• [What is needed]:
What is the number of lines in these entries that include "short"? Write that number and no other text.

★ ★ ★ ★ ★

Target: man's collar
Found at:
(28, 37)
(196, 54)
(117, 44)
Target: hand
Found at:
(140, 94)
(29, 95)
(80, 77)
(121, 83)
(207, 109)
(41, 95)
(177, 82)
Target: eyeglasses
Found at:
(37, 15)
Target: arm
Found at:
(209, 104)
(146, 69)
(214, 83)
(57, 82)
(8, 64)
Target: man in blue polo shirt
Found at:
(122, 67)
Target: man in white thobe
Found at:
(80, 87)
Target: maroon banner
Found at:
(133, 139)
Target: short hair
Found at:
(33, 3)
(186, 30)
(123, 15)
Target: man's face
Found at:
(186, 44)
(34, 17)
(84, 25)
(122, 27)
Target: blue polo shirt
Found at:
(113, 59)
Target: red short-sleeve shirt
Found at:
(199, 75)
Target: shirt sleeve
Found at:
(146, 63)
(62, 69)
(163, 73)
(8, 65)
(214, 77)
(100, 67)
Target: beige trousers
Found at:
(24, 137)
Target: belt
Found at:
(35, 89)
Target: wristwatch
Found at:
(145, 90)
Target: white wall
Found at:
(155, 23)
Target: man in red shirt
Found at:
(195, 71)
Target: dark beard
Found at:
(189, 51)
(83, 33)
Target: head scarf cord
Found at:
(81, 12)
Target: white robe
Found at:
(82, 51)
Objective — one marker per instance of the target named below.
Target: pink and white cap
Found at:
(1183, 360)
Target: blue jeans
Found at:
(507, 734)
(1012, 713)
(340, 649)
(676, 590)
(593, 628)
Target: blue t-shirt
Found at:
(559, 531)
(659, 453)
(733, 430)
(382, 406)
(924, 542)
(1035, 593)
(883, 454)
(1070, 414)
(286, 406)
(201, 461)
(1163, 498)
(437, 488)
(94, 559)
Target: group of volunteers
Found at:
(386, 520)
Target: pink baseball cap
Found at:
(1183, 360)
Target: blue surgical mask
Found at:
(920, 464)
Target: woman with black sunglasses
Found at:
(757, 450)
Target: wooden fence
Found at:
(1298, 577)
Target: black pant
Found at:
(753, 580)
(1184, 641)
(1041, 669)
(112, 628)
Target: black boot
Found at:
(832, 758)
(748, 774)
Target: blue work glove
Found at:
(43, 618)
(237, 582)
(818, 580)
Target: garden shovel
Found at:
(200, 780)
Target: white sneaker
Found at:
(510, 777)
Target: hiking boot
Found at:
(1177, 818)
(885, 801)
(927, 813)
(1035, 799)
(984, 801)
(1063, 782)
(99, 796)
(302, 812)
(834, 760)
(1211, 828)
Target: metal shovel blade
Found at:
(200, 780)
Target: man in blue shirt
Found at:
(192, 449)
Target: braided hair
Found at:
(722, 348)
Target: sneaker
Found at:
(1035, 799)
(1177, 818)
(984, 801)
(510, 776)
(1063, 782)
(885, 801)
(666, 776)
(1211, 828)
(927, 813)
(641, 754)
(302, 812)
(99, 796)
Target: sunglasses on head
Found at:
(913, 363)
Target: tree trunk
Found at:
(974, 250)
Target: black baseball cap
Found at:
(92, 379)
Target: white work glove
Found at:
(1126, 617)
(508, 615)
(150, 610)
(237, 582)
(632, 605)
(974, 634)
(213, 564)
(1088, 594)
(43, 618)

★ ★ ★ ★ ★

• [Result for this exercise]:
2